# [Given exercise]
The lines to be set down run from the line containing "Please spot the plowed" through the final line of the data below; print them exactly and print nothing else.

# [Extracted records]
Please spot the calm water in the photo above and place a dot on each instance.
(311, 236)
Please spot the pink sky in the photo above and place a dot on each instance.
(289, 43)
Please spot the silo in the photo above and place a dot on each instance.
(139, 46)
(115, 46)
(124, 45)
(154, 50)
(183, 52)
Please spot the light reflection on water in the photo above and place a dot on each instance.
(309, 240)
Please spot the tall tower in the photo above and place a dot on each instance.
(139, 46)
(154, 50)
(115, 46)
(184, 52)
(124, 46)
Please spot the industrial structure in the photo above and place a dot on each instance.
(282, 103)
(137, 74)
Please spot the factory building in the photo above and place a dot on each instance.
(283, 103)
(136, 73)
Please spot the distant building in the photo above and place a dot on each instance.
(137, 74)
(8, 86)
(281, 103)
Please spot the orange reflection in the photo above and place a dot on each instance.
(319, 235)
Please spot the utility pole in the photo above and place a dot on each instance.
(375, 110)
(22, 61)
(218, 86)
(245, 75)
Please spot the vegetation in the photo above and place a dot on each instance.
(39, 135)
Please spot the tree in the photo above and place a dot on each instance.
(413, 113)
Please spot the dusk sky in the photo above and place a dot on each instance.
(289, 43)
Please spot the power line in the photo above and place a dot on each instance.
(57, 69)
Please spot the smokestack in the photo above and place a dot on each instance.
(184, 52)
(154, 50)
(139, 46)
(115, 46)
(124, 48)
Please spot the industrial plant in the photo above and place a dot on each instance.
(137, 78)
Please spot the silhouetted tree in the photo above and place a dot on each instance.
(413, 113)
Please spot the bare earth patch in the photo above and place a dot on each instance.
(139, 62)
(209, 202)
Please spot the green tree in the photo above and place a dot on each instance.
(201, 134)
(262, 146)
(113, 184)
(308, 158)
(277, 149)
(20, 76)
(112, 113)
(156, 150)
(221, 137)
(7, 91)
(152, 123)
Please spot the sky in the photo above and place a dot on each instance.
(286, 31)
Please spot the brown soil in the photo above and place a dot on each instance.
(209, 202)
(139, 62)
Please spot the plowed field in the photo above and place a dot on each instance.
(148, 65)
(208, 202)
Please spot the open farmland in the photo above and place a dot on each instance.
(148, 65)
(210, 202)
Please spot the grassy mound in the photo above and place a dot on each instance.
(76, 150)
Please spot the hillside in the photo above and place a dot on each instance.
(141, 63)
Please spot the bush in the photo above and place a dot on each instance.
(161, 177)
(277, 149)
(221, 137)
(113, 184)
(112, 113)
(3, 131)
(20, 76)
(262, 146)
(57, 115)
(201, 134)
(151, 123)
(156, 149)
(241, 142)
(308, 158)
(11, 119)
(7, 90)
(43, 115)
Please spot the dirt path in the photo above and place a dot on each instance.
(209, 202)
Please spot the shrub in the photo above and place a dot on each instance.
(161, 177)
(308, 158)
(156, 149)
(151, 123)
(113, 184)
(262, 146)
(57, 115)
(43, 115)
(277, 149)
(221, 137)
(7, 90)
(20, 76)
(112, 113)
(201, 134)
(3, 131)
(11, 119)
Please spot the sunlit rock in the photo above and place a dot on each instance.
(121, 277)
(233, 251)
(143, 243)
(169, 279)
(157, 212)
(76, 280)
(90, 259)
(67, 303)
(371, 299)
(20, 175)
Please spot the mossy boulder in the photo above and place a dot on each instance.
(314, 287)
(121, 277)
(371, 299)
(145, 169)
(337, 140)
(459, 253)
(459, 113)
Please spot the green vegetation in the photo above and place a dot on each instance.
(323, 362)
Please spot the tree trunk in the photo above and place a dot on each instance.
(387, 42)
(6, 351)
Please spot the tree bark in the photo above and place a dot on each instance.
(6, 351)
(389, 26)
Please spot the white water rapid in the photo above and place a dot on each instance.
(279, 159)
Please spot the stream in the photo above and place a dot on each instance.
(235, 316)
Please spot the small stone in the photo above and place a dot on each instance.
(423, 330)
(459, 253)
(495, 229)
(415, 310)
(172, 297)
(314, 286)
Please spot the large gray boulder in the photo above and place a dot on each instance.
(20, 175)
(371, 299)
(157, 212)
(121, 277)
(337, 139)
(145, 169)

# [Answer to this exercise]
Please spot the plowed field in the photo above and place a dot on each instance.
(148, 65)
(208, 202)
Please spot the open farmland in the photo above and place a dot on each instance.
(148, 65)
(210, 202)
Please spot the grassy mound in the photo above and place a dot on each instance.
(76, 150)
Please spot the hillside in the photo above and place a dot on each instance.
(141, 63)
Please spot the bush in the photo above and place a dot on each instance.
(161, 177)
(277, 149)
(221, 137)
(113, 184)
(112, 113)
(3, 131)
(20, 76)
(262, 146)
(57, 115)
(201, 134)
(151, 123)
(156, 149)
(241, 142)
(308, 158)
(11, 119)
(7, 90)
(43, 115)
Please spot the dirt path in the photo above and place a dot on each instance.
(209, 202)
Please spot the shrub in the photo above and place a dot on each instance.
(161, 177)
(308, 158)
(156, 149)
(151, 123)
(113, 184)
(262, 146)
(57, 115)
(43, 115)
(277, 149)
(221, 137)
(7, 90)
(20, 76)
(112, 113)
(201, 134)
(3, 131)
(11, 119)
Please spot the sunlit rock in the photo above and place a dot on each instance.
(121, 277)
(233, 251)
(143, 243)
(169, 279)
(157, 212)
(76, 280)
(90, 259)
(67, 303)
(371, 299)
(20, 175)
Please spot the mossy boulder in the photo above and place a dot on each instance.
(314, 287)
(121, 277)
(371, 299)
(145, 169)
(337, 140)
(459, 253)
(459, 113)
Please spot the green vegetation in the photo above and place a dot on each instance.
(323, 362)
Please spot the tree trunk in the photo above and place a dot on each instance.
(387, 42)
(6, 351)
Please spot the tree bark in the photo above and place a dot on each instance.
(6, 351)
(389, 26)
Please spot the white water rapid in the photo above and place a dot on each instance.
(279, 159)
Please spot the stream in the photo above and place a dot on each instance.
(235, 316)
Please spot the small stone in the photo above and place a dot on each instance.
(423, 330)
(459, 253)
(495, 229)
(415, 310)
(172, 297)
(314, 286)
Please spot the large gray boulder in the photo above and place a dot on each instance.
(20, 175)
(371, 299)
(157, 212)
(121, 277)
(337, 139)
(145, 169)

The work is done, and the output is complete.